Daftar Soal
1) Terjemahkan kalimat ini dari teks tentang paham radikalisme ke dalam bahasa Inggris: "Penduduk Indonesia adalah mayoritas beragama Islam dan mengikuti berbagai aliran pemikiran (schools of thought) serta memiliki budaya yang majemuk."
2) Ambil setiap baris dari catatan yang memuat kata "target".

Teks yang Diberikan
───

Bacaan yang salah terhadap sejarah
umat Islam yang dikombinasikan dengan idealisasi berlebihan terhadap umat Islam
pada masa tertentu.
3. Deprivasi politik, sosial dan ekonomi yang masih bertahan dalam
masyarakat. Kelompok-kelompok ini dengan dogma eskatologis tertentu bahkan
memandang dunia sudah menjelang akhir zaman dan kiamat, sehingga sekarang sudah
waktunya bertaubat melalui pemimpin dan kelompok mereka.
4. Masih berlanjutnya konflik sosial bernuansa intra dan antar agama dalam
masa reformasi.
5. Melalui internet, selain menggunakan media kertas, kelompok radikal
juga memanfaatkan dunia maya untuk menyebarkan buku-buku dan informasi tentang jihad.
Selain itu, menurut Hikam (2016), terdapat beberapa aspek yang
mempengaruhi masuknya paham radikalisme di Indonesia, yaitu:
A. Faktor Geografi
Letak geografi Republik Indonesia berada di posisi silang
antara dua benua merupakan wilayah yang sangat strategis secara geostrategic
tetapi sekaligus
,rentang terhadap ancaman terorisme internasional. Dengan
kondisi wilayah yang terbuka dan merupakan negara kepulauan, perlindungan
keamanan yang konprenshif sangat diperlukan.
B. Faktor Demografi
Penduduk Indonesia adalah mayoritas beragama Islam dan
mengikuti berbagai aliran pemikiran (schools of thought) serta memiliki budaya
yang majemuk. Oleh karena itu hal ini berpotensi untuk dieksploitasi dan
dimanipulasi oleh kelompok radikal.
C.
Faktor Sumber Kekayaan Alam
Sumber daya kekayaan Indonesia yang melimpah, tapi belum
dimanfaatkan demi kesejahteraan rakyat juga berpotensi dipergunakan oleh
kelompok radikal untuk mengkampanyekan ideologi. Hal ini dilakukan mereka
melalui isu-isu sensitif seperti kemiskinan, ketidakadilan, kesenjangan ekonomi
dan ketidakmerataan kesejahteraan antar penduduk dan wilayah.
D. Faktor Ideologi
Kondisi
politik pasca reformasi yang masih belum reformasi dan seimbang telah
memberikan peluang bagi proses pergeseran dan bahkan degradasi pemahaman
ideologi. Munculnya berbagai ideologi alternatif dalam wacana kiprah politik
nasional serta ketidaksiapan pemerintah menjadi salah satu penyebab masuknya
pemahaman radikal. Belum lagi, pemerintah yang belum mampu menggalakkan kembali
sosialisasi nilai-nilai dasar dan ideologi nasional Pancasila dalam masyarakat,
ditambah lagi karut marut dalam bidang politik adalah beberapa faktor penyebab utamanya.

───

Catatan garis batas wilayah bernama
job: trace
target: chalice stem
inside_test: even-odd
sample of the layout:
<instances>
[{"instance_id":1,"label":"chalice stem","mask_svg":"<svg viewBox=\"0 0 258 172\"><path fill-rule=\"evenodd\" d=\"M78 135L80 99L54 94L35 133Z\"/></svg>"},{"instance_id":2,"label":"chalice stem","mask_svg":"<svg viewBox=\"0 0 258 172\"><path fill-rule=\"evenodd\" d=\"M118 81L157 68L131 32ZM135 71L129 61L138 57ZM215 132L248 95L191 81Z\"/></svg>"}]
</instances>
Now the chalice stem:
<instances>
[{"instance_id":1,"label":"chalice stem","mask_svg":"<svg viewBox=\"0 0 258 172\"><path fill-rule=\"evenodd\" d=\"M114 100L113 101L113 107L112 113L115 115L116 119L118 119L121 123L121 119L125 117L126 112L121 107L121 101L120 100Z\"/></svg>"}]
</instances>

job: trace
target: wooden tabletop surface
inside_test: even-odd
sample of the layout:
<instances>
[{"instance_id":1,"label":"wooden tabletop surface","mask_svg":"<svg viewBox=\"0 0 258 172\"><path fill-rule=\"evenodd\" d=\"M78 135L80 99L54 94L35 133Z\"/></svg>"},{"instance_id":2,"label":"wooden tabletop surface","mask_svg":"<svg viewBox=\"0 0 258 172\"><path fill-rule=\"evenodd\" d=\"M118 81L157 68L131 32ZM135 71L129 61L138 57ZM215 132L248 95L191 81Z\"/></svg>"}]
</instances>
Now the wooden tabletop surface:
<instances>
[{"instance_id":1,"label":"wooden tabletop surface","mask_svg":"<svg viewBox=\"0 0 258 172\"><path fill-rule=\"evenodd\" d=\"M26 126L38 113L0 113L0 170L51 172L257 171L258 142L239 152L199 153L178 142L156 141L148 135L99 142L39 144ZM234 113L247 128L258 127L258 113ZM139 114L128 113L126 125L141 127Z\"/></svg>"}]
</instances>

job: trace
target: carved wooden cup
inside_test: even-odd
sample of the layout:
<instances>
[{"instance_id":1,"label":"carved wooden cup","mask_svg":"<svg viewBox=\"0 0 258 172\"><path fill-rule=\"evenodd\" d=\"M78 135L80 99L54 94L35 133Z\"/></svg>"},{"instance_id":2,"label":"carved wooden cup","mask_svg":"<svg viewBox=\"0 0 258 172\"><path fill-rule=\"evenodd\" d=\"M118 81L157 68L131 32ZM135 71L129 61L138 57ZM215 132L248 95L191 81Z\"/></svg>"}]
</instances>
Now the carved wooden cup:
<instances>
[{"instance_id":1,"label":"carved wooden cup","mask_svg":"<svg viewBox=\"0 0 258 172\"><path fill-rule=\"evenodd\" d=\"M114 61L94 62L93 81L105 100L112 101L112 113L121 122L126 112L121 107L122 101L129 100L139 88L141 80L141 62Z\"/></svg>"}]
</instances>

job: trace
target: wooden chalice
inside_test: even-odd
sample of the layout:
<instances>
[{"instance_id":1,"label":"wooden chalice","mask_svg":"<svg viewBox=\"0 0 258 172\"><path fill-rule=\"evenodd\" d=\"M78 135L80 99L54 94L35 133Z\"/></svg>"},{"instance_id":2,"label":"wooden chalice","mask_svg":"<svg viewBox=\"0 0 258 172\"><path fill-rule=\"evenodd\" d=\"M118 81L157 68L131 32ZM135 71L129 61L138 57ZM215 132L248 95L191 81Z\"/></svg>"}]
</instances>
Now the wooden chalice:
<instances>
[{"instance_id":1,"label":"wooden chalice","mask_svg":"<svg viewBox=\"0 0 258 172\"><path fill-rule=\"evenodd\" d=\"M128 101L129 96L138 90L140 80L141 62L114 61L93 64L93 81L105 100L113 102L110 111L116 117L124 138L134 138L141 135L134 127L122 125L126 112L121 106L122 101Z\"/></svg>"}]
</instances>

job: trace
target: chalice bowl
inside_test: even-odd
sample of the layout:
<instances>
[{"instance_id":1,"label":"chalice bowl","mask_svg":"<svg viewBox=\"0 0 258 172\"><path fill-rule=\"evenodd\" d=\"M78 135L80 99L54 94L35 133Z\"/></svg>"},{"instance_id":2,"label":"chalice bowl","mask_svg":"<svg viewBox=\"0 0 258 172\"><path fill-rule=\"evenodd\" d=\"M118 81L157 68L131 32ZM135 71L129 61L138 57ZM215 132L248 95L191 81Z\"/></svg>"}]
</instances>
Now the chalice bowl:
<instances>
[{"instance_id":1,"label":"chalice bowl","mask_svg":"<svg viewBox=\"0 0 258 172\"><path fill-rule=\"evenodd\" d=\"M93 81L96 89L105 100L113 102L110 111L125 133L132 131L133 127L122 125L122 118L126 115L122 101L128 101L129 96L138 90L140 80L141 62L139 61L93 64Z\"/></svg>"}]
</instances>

───

Jawaban Berurutan
1) The population of Indonesia is predominantly Muslim, follows various schools of thought, and has a diverse culture.

2)
target: chalice stem
target: wooden tabletop surface
target: carved wooden cup
target: wooden chalice
target: chalice bowl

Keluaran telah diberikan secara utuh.